Copy the records below word for word, every one of them, but leave out the pictures.

*SOURCE MATERIAL*:
================
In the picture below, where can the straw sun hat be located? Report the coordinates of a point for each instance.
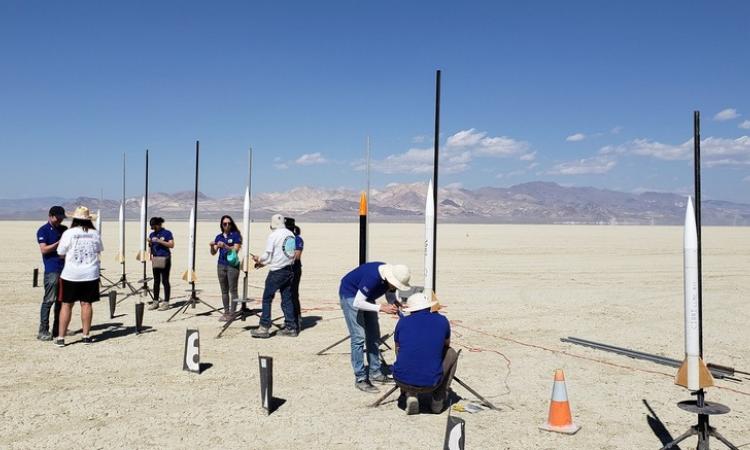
(82, 213)
(396, 274)
(418, 301)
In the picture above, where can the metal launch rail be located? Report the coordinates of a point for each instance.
(718, 371)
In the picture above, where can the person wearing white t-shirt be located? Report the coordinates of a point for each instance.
(279, 257)
(81, 245)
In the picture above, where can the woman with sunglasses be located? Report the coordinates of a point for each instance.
(228, 268)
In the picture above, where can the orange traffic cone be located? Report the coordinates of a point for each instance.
(560, 419)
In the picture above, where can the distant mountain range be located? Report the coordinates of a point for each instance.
(533, 203)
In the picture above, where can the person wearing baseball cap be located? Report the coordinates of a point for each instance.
(48, 237)
(357, 293)
(424, 359)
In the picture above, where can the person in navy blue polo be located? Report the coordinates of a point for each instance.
(299, 246)
(48, 237)
(228, 271)
(160, 240)
(357, 294)
(424, 358)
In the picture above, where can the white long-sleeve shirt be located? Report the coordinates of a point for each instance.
(279, 251)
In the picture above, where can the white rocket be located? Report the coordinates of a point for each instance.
(429, 241)
(246, 229)
(693, 374)
(142, 232)
(121, 253)
(189, 274)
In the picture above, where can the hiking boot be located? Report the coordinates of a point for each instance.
(437, 404)
(380, 378)
(260, 332)
(412, 404)
(366, 386)
(44, 336)
(289, 332)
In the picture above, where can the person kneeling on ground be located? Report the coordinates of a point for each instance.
(357, 294)
(424, 358)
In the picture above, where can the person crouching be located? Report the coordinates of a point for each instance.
(425, 361)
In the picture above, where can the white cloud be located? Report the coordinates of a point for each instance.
(459, 151)
(309, 159)
(726, 114)
(576, 137)
(585, 166)
(714, 151)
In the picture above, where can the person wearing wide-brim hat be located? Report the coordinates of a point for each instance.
(81, 245)
(358, 291)
(424, 359)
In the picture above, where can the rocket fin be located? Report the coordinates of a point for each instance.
(681, 378)
(705, 379)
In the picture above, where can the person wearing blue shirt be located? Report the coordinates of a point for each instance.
(228, 271)
(424, 358)
(48, 237)
(299, 246)
(357, 293)
(161, 241)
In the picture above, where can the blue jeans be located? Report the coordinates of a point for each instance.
(279, 280)
(364, 329)
(51, 280)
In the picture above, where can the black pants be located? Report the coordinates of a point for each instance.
(297, 269)
(161, 276)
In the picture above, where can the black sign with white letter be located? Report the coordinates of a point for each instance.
(191, 361)
(455, 438)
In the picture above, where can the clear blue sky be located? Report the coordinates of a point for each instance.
(580, 93)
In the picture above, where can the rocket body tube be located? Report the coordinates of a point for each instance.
(693, 374)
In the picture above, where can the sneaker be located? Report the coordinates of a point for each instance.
(44, 336)
(289, 332)
(412, 405)
(437, 404)
(380, 378)
(366, 386)
(260, 332)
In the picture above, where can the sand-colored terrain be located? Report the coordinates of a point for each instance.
(511, 292)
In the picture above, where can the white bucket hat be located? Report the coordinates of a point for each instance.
(396, 274)
(277, 221)
(418, 301)
(83, 213)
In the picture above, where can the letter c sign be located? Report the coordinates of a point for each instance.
(191, 361)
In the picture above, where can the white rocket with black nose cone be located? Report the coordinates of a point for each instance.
(693, 374)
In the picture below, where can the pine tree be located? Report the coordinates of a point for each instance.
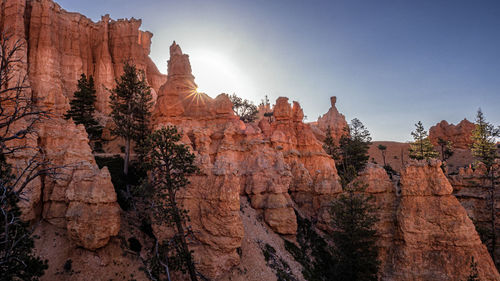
(446, 149)
(19, 115)
(131, 105)
(421, 148)
(485, 151)
(383, 150)
(473, 275)
(17, 260)
(245, 109)
(329, 144)
(351, 154)
(171, 163)
(354, 238)
(83, 108)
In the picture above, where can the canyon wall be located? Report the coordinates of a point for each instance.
(459, 135)
(277, 164)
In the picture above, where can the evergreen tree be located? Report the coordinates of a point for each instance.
(17, 260)
(484, 141)
(421, 148)
(171, 163)
(485, 151)
(351, 154)
(354, 238)
(19, 115)
(446, 149)
(83, 108)
(131, 102)
(245, 109)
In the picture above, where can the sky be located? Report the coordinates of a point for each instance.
(390, 63)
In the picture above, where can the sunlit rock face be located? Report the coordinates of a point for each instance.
(277, 163)
(473, 191)
(333, 120)
(459, 135)
(434, 238)
(59, 46)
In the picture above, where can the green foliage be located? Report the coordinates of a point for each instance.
(19, 115)
(170, 163)
(17, 260)
(421, 148)
(485, 151)
(131, 102)
(83, 108)
(120, 180)
(245, 109)
(355, 251)
(473, 275)
(316, 260)
(484, 143)
(351, 154)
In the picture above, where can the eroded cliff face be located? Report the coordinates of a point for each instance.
(434, 239)
(58, 47)
(278, 163)
(473, 189)
(459, 135)
(332, 120)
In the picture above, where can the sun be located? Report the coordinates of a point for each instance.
(216, 74)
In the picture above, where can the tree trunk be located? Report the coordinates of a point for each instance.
(127, 156)
(180, 232)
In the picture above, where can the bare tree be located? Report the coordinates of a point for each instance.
(19, 114)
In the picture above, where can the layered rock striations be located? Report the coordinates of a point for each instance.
(332, 120)
(434, 239)
(276, 164)
(459, 135)
(473, 189)
(58, 47)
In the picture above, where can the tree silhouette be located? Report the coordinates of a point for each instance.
(485, 151)
(83, 108)
(421, 148)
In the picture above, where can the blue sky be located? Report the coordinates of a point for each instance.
(390, 63)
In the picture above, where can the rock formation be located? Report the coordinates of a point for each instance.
(435, 239)
(332, 119)
(58, 47)
(459, 135)
(278, 163)
(473, 191)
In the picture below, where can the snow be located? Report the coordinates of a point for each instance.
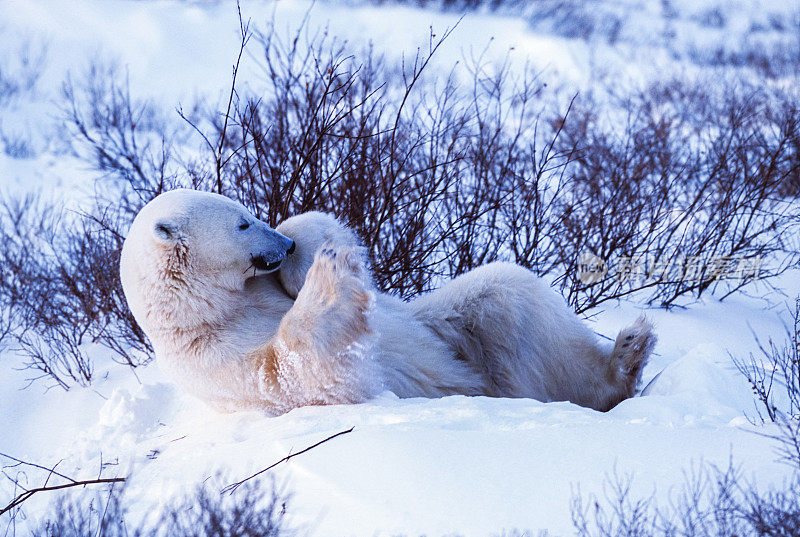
(472, 466)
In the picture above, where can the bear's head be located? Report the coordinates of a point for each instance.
(186, 250)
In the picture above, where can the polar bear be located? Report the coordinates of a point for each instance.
(248, 317)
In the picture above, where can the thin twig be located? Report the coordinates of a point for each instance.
(230, 489)
(26, 495)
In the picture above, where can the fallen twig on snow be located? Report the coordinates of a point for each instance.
(230, 489)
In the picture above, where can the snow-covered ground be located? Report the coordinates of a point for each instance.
(473, 466)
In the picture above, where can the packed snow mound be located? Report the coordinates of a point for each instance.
(471, 465)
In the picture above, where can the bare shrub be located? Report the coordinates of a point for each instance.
(257, 512)
(436, 175)
(710, 503)
(61, 289)
(774, 377)
(683, 190)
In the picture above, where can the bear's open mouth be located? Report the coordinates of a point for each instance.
(262, 264)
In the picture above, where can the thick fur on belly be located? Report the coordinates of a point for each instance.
(524, 341)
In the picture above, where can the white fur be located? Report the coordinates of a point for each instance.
(318, 332)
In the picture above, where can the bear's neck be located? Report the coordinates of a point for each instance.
(182, 314)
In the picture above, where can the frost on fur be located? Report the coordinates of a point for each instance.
(229, 322)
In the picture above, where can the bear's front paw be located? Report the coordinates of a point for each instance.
(341, 264)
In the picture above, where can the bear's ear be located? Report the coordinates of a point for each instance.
(166, 231)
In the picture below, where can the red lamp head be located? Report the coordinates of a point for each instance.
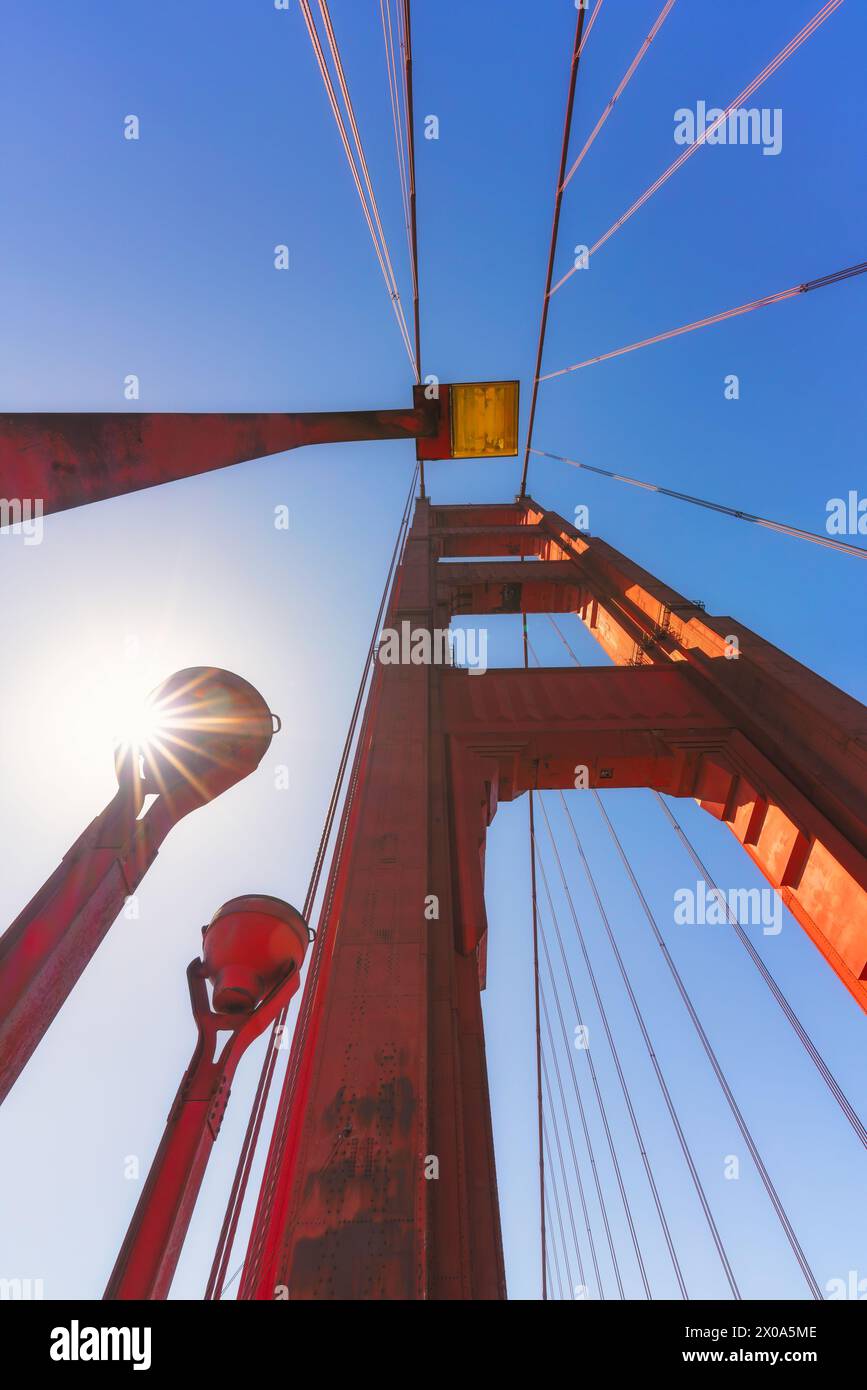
(202, 731)
(250, 945)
================
*SOLUTION TO THE PROBLEM*:
In the picture below, where can the straw sun hat be located? Report the coordinates of a point for each instance.
(82, 213)
(396, 274)
(418, 301)
In the picture above, where can the metal launch rail be located? Report the coordinates of a point for each instance.
(718, 371)
In the picture above, where can the person wearing white t-shirt be located? Report the coordinates of a point for each instance.
(279, 257)
(81, 245)
In the picture above, where can the woman with sunglasses be located? Report the coordinates of a point for each instance.
(228, 268)
In the picture above, where can the orange traffic cone be located? Report the coordinates of a point for each instance.
(560, 419)
In the picture above, where can the distant mountain range be located? Report the coordinates of a point for each instance.
(533, 203)
In the picture above, where can the person wearing baseball cap be located? Report the coordinates of a point for each instance.
(48, 237)
(357, 293)
(424, 359)
In the picture above, where can the person in navy blue polo be located? Report the coordinates of a point for each instance.
(299, 246)
(48, 237)
(228, 271)
(160, 240)
(357, 294)
(424, 358)
In the picture above, where can the white long-sleeve shirt be located? Report the coordinates of a point for each instance.
(279, 251)
In the picture above, where can the white rocket be located? Report the coordinates of a point for each instance.
(429, 241)
(246, 229)
(693, 374)
(142, 232)
(121, 253)
(189, 274)
In the picture above, where can the hiking boot be located? Report the coordinates of a point for each instance.
(437, 404)
(380, 378)
(260, 332)
(412, 404)
(366, 386)
(44, 336)
(289, 332)
In the picture above, where can the person kneeling on ground be located? Report the coordinates of a point for each instance.
(357, 294)
(424, 358)
In the picture above, where can the person crouching be located? Report the coordinates of a point for each instance.
(425, 361)
In the picture above, where can the white cloud be located? Report the coordinates of a point for each instance.
(459, 151)
(309, 159)
(726, 114)
(576, 137)
(585, 166)
(714, 151)
In the picture above, where can the person wearing wide-brim hat be located? Report the coordinates of a point for each instance.
(81, 245)
(358, 291)
(424, 359)
In the picture above, where can the rocket fin be located? Report the coordinates of a point for each instance.
(681, 378)
(705, 379)
In the picture above, where can the person wearing blue shirt be located? Report the coordinates of a point for each instance.
(228, 271)
(424, 358)
(48, 237)
(299, 246)
(357, 293)
(161, 241)
In the picture above, where can the blue jeans be located? Report the coordinates of a point for each instance.
(279, 280)
(364, 329)
(51, 280)
In the picture above, where can the black pants be located? Report the coordinates of a point for each instance.
(297, 269)
(161, 276)
In the picture above, where can the black sign with white letter be located? Report the coordinates of a point for each instance.
(191, 361)
(455, 438)
In the picture above, where can the clear blue sky be located? Report the coordinates of a point for each instance.
(580, 93)
In the picture above, where can the rocket body tube be located? Report the coordinates of a point for each instance.
(693, 374)
In the picture above, where can the sneaker be located? Report the coordinates of a point for each instance.
(44, 336)
(289, 332)
(412, 405)
(437, 404)
(380, 378)
(366, 386)
(260, 332)
In the picture above, where can the sand-colored terrain be located? Report the coordinates of a point for each instance.
(511, 292)
In the picture above, where can the white bucket hat be located? Report the coordinates of a point for each instance.
(396, 274)
(277, 221)
(418, 301)
(83, 213)
In the picture above, where can the letter c sign be located? Report the coordinates of a point for each instance.
(191, 361)
In the picture above, where can the white rocket with black nose cone be located? Report the coordinates of a point for each instance.
(693, 374)
In the picture below, where can the pine tree be located? Report the coordinates of a point for each instance.
(446, 149)
(19, 115)
(131, 105)
(421, 148)
(485, 151)
(383, 150)
(473, 275)
(17, 260)
(245, 109)
(329, 144)
(351, 154)
(171, 163)
(354, 238)
(83, 108)
In the picture above, where can the canyon wall be located? Report the coordinates of a point for each instance.
(459, 135)
(277, 164)
In the picture above, where can the evergreen tree be located? Report the coordinates of a point for each instance.
(17, 260)
(484, 141)
(421, 148)
(171, 163)
(485, 151)
(351, 154)
(354, 238)
(19, 115)
(446, 149)
(83, 108)
(131, 102)
(245, 109)
In the picture above, where can the sky be located? Report the coordinates of a point for each instance.
(390, 63)
In the picture above, where can the sunlit rock face be located? Report the coordinates of a point for each instance.
(277, 163)
(473, 191)
(333, 120)
(459, 135)
(434, 238)
(59, 46)
In the picture above, where can the green foliage be located? Report the coordinates of a point for each instance.
(19, 115)
(170, 163)
(17, 260)
(421, 148)
(485, 151)
(131, 102)
(83, 108)
(120, 180)
(245, 109)
(355, 251)
(473, 275)
(316, 260)
(484, 143)
(351, 154)
In the picture above, where can the eroded cliff face be located? Report the coordinates of a point for each instance.
(434, 239)
(58, 47)
(278, 163)
(473, 189)
(459, 135)
(332, 120)
In the picture above, where can the sun be located? Report the coordinates of a point for each instance.
(216, 74)
In the picture above, where can the tree trunk be located? Report the coordinates of a point for each instance.
(127, 156)
(180, 232)
In the picture above, where can the bare tree be located? Report the coordinates of a point for each instance.
(19, 114)
In the picture above, where can the layered rock striations be located? Report the coordinates of a point for each instance.
(332, 120)
(434, 239)
(276, 164)
(459, 135)
(473, 189)
(58, 47)
In the picture above, where can the tree silhouette be located? Report the coordinates of a point for each instance.
(485, 151)
(83, 108)
(421, 148)
In the picture above, where can the blue sky be located? Report the coordinates of a point for each instance.
(390, 63)
In the picture above, where can the rock formation be located? Report the coordinates of a point for each instance.
(435, 239)
(332, 119)
(58, 47)
(459, 135)
(278, 163)
(473, 191)
In the picture below, where can the snow be located? Report the coordinates of a point for each instance.
(472, 466)
In the picture above, where can the bear's head be located? Report the coordinates of a point for each instance.
(186, 250)
In the picture above, where can the polar bear be located? Report the coordinates of a point for each instance.
(248, 317)
In the picture above, where can the thin twig be located? Report the coordinates of a point for each instance.
(230, 489)
(26, 495)
In the picture above, where can the fallen twig on snow be located? Report the coordinates of a point for each instance.
(230, 489)
In the picture above, where can the snow-covered ground be located? Report the coordinates of a point for each instance.
(473, 466)
In the picture above, where can the packed snow mound be located? Report the coordinates of a point for each instance.
(471, 465)
In the picture above, where can the bare shrub be located? Report the coordinates of a point for each instance.
(257, 512)
(436, 175)
(710, 503)
(61, 289)
(774, 377)
(683, 190)
In the picture above, where can the bear's open mouth be located? Report the coordinates of a point for each instance.
(262, 264)
In the picture above, where can the thick fur on belly be located? Report the coordinates of a point for each instance.
(524, 341)
In the picture above, where can the white fur be located? Report the coordinates of a point for each instance.
(318, 332)
In the picture above, where can the bear's neck be located? Report the coordinates of a point for each instance.
(182, 314)
In the picture above, where can the frost on fur be located? Report the coordinates of a point for each instance.
(229, 322)
In the picture above, where can the bear's front paw be located? Report the coordinates of a point for each instance.
(341, 264)
In the picture above, where can the bear's ear be located? Report the coordinates of a point for each instance.
(166, 231)
In the picture below, where can the red lamp head be located? Report the coordinates of a point for each instance.
(202, 731)
(250, 945)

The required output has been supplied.